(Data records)

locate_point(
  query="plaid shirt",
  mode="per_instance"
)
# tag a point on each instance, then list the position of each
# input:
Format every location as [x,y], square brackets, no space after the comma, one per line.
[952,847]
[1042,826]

--

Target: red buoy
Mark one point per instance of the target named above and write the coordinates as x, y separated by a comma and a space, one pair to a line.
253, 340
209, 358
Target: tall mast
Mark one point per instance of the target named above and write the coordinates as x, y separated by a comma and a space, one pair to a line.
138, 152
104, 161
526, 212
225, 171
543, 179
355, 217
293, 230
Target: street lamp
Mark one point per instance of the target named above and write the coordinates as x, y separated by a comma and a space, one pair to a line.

...

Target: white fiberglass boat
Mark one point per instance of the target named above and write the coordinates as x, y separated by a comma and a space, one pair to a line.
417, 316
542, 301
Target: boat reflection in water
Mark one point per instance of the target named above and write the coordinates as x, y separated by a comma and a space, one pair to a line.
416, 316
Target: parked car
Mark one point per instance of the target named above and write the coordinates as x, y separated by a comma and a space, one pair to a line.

> [What the task requires] Check each line above for the word "boat", and give only the number of lines that contain it.

> [Your response] 2